Emit a verbatim copy of the lines running from the line with "the nose, put" through the end of the material below.

:: Record extracts

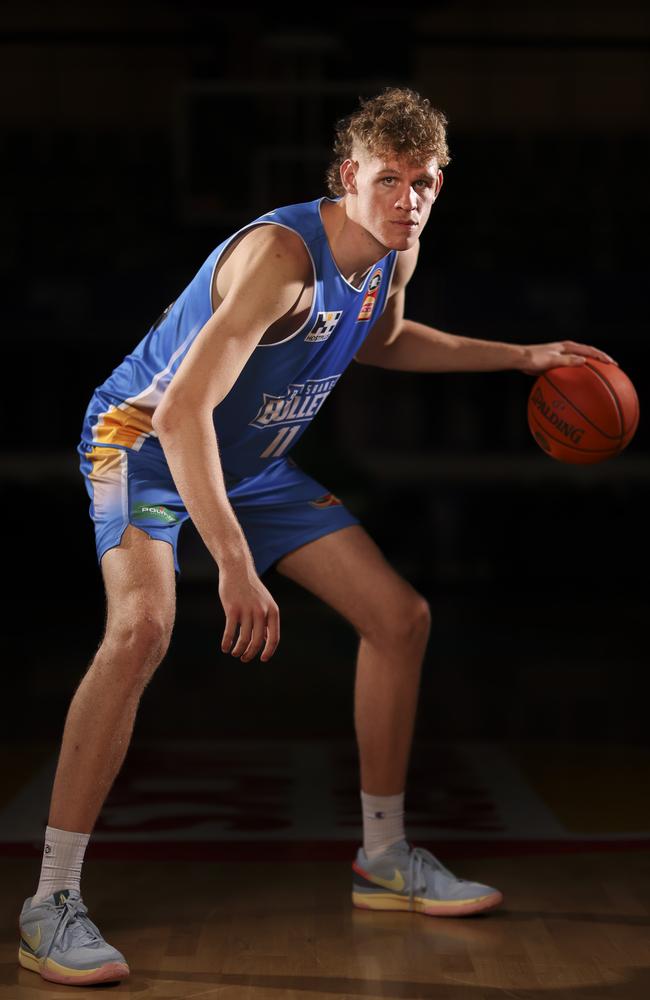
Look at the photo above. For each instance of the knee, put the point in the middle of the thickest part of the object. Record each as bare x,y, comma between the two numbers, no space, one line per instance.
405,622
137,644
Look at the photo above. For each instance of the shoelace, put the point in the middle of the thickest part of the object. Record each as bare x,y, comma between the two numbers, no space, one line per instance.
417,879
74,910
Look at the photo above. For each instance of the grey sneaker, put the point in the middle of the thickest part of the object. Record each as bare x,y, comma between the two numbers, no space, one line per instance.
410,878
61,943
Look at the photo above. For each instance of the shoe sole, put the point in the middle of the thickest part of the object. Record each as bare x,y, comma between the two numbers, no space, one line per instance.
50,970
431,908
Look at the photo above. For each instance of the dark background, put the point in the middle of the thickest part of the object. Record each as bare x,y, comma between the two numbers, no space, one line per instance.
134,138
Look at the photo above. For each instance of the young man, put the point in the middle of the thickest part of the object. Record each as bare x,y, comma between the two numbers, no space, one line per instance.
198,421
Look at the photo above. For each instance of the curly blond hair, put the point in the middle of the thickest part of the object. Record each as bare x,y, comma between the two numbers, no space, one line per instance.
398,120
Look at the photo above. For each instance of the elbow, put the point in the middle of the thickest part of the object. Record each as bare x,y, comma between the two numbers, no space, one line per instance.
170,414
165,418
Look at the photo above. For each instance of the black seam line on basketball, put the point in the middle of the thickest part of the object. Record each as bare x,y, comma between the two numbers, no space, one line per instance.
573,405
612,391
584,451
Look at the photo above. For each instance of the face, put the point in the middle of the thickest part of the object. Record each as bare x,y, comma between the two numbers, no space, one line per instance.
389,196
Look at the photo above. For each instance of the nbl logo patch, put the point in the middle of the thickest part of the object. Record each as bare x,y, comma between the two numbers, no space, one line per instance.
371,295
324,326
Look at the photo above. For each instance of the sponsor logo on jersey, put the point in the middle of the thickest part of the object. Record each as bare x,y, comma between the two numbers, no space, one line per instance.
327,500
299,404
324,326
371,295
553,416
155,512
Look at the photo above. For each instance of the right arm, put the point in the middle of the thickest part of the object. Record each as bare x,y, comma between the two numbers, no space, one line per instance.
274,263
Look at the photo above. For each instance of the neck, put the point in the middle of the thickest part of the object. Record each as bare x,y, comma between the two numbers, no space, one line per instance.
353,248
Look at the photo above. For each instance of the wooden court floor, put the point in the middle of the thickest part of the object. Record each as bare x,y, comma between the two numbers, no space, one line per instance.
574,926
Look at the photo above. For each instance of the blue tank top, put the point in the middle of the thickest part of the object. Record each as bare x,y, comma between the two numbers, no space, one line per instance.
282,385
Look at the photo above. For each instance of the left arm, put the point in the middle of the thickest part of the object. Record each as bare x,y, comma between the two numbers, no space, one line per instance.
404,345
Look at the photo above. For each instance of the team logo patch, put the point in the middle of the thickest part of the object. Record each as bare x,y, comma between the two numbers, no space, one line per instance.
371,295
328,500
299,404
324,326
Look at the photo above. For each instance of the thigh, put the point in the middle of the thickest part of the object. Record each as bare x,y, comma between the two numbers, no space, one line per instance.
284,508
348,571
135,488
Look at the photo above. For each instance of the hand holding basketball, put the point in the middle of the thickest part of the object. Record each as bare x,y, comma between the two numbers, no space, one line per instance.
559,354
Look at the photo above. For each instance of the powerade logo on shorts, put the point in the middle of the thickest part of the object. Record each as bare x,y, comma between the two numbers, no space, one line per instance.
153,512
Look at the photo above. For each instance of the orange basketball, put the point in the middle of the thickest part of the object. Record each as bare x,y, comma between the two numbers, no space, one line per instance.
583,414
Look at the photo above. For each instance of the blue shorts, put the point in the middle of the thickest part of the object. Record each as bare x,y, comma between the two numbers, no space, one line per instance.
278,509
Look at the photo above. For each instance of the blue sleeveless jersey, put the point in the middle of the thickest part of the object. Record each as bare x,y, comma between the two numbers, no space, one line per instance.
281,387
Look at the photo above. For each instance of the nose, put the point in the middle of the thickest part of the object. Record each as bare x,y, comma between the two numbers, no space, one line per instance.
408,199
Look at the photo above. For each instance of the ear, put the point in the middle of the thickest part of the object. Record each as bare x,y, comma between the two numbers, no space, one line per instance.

::::

> **Complete output**:
Look at the photo above. For each instance of the nose, put the point in the middle of the thickest part of the object. Record each as bare x,y, comma between the two numbers, no space, one line per instance.
408,199
Look at the photo above. For each instance of the ear, put the point in the middle of the thickest part of the object. Record each as bare x,y, comma between the two numbers, no space, one line per instance.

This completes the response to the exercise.